Tasks to complete:
- a) From the essay "Same Old Same Old," reproduce the passage starting at "Same Old Same" and ending at "is not happening.".
- b) According to the essay "Same Old Same Old," which newspaper began a retrospective on 1968 in March 2018?
- c) Decide whether each statement agrees with the essay "Same Old Same Old," and quote the words that settle it: (i) A page-1 sub-head in the March 1 edition reads "The shocking became routine." (ii) John Warner wrote in The Chronicle of Higher Education. (iii) The writer works full-time at a single college.

# start of Document extract

Same Old Same Old
The News Cycle Churns Fast and Furious
As I scan the news from near
and far, from within the various colleges that employ me part-time and from
beyond their walls, fabricated as they are either from the so-called
brick-and-mortar or from the precariousness of cyberspace, it seems to me that,
somehow, many things are stuck. Change is not happening.
The Los Angeles Times newspaper has begun during this month of March, 2018,
a springtime retrospective, a look back 50 years ago, at 1968. “The shocking
became routine,” a sub-head reads on page 1 of the March 1 edition of the
paper, noting the debut of an era when many people, baby-boomers and beyond,
would start to live longer than before, would remain in reasonably good health
fifty years on, and would be able to remember half a century of changes that
have not necessarily changed things a whole lot.
Indeed, as John Warner has
written in Inside HigherEd, “Belief
in higher education institutions as an instrument for public good has
diminished.” Getting a college education is no longer valued as something that
will enable a person to become “an agent of (favorable) change.” The Chronicle of Higher Education notes
that decades on, women—yes, it has almost always been women—from “elite”
institutions such as Harvard and Stanford to community colleges in Kentucky and
California, Florida, and New York, are reporting ever more frequent and ever
more violent violations of their bodies, minds, selves, and psyches. Such
aggression has been around for decades, report The New York Times and The
Boston Globe, among others, but it is being decried ever more loudly in
2018 than ever it was 50 or 80 years ago.

# end of Document extract
# start of Dataset

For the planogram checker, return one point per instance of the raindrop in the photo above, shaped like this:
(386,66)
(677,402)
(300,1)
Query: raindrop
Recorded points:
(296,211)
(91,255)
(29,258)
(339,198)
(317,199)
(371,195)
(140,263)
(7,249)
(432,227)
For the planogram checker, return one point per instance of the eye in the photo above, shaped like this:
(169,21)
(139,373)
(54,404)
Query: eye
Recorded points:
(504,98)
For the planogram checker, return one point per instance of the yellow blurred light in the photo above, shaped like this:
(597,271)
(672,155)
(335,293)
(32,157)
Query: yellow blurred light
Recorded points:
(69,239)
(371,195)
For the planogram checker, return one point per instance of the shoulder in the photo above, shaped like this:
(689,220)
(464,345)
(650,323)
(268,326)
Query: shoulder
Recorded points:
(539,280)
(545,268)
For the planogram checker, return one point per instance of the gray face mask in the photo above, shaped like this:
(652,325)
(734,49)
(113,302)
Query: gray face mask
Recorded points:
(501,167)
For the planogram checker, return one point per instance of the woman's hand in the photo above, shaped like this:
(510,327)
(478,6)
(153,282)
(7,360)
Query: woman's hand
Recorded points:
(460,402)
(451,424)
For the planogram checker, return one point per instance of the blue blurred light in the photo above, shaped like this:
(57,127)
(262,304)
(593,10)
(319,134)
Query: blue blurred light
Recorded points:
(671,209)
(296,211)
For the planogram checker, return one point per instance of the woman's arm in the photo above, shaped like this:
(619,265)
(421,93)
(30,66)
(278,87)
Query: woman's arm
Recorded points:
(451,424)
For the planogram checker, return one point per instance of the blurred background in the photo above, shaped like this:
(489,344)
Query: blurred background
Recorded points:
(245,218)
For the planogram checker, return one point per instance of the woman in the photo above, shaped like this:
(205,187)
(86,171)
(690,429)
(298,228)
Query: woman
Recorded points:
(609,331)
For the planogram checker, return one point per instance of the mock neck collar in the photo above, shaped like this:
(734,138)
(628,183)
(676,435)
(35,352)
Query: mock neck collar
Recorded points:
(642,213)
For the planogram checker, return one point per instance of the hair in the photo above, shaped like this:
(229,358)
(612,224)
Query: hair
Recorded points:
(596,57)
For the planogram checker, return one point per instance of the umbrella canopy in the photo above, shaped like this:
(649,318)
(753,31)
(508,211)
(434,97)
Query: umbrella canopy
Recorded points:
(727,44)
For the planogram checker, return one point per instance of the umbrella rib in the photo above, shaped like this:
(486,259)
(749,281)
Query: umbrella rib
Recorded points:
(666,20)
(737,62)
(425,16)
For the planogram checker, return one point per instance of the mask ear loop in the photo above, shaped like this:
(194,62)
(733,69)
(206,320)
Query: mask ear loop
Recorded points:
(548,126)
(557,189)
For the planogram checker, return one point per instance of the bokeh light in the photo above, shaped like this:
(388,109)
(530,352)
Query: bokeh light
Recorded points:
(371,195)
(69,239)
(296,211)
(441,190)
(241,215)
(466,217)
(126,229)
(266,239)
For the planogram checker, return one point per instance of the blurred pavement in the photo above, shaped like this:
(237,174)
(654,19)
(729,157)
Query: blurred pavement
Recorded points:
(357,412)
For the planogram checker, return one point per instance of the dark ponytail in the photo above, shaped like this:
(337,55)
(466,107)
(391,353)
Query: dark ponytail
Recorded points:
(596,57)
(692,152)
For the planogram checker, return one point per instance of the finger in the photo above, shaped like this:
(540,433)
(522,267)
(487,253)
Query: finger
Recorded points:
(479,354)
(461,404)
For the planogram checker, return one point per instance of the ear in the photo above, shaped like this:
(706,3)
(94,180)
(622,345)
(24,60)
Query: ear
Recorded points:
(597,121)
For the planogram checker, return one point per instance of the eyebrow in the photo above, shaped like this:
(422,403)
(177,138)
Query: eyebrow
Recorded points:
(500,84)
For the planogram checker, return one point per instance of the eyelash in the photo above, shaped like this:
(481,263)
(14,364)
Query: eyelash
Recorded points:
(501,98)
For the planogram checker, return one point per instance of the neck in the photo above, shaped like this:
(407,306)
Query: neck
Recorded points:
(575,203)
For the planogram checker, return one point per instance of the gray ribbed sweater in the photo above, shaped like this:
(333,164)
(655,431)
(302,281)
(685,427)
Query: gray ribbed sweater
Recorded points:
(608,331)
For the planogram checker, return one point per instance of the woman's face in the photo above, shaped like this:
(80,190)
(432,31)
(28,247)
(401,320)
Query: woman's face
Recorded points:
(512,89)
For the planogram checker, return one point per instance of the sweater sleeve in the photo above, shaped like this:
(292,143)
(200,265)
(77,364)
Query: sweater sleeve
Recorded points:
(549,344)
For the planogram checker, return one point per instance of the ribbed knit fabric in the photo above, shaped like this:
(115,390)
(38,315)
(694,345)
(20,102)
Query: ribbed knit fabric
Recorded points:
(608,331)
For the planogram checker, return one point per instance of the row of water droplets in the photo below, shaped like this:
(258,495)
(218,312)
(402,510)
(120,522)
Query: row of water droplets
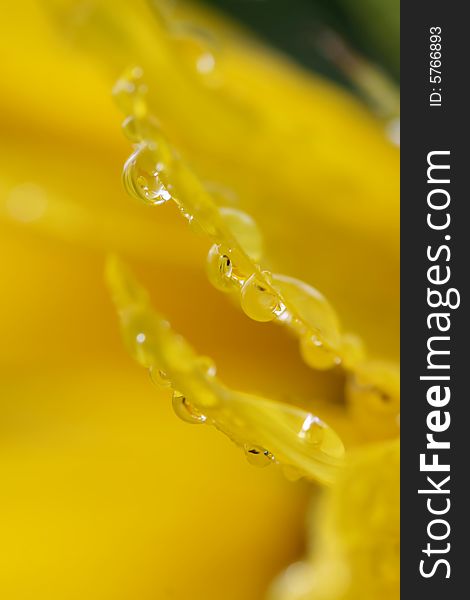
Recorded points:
(155,174)
(268,431)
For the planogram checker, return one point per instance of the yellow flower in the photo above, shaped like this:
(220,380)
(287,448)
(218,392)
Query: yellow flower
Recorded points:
(107,495)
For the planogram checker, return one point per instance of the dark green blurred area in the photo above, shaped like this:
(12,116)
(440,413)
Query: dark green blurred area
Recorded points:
(370,27)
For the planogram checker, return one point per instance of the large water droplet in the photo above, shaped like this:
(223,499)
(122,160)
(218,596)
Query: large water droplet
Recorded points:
(141,177)
(311,307)
(258,301)
(186,411)
(196,49)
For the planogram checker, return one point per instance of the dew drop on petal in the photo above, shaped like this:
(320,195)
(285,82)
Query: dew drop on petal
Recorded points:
(316,354)
(141,177)
(159,377)
(220,268)
(258,302)
(186,411)
(258,456)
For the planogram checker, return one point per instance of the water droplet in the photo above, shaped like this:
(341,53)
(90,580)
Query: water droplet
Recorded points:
(130,91)
(312,430)
(245,230)
(220,268)
(141,177)
(207,366)
(258,456)
(159,377)
(311,307)
(196,49)
(186,411)
(258,301)
(316,354)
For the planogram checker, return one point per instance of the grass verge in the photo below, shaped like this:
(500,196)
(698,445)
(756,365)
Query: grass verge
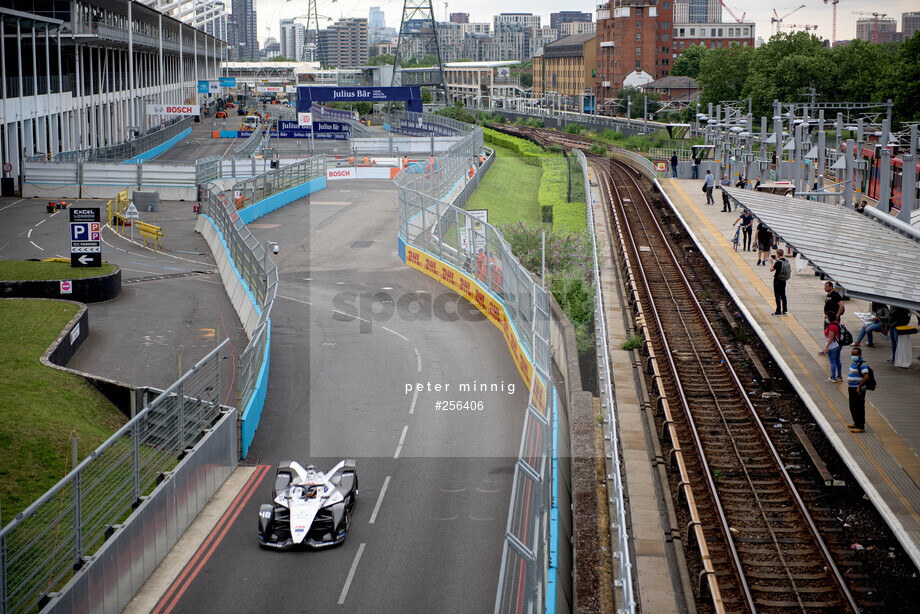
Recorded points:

# end of Dataset

Final answers:
- a)
Same Old Same Old
The News Cycle Churns Fast and Furious
As I scan the news from near
and far, from within the various colleges that employ me part-time and from
beyond their walls, fabricated as they are either from the so-called
brick-and-mortar or from the precariousness of cyberspace, it seems to me that,
somehow, many things are stuck. Change is not happening.

- b) The Los Angeles Times.

- c)
(i) Yes: "“The shocking became routine,” a sub-head reads on page 1 of the March 1 edition"
(ii) No: "as John Warner has written in Inside HigherEd"
(iii) No: "the various colleges that employ me part-time"